--- Start Extracted information ---

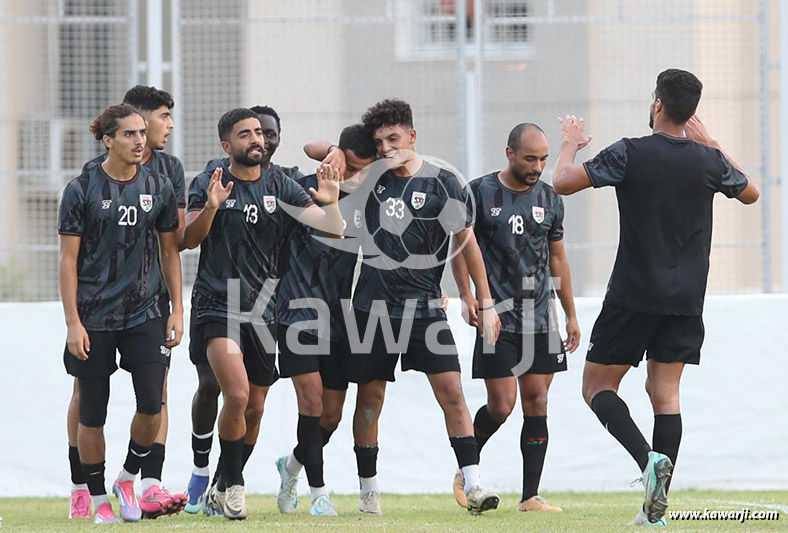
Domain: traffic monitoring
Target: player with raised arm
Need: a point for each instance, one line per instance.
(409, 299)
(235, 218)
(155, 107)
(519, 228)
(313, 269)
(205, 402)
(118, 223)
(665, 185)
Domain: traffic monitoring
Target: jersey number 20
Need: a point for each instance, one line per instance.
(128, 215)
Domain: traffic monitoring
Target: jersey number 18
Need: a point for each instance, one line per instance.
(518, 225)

--- End Extracted information ---

- [Your instructions]:
Reproduce every item above word for word, leaving out the pictures.

- [Exercise output]:
Domain: traffic monitoring
Target: player with raised arm
Need: a point for each instance, one line per instance.
(409, 299)
(235, 218)
(155, 107)
(519, 228)
(313, 269)
(205, 402)
(118, 223)
(665, 185)
Domain: traffic monitoring
Target: jersey number 20
Need: a point for each instance, one line per instance.
(128, 215)
Domain: traffic monitoring
Target: jersey number 18
Need: a point for each instance, one line per instance.
(518, 225)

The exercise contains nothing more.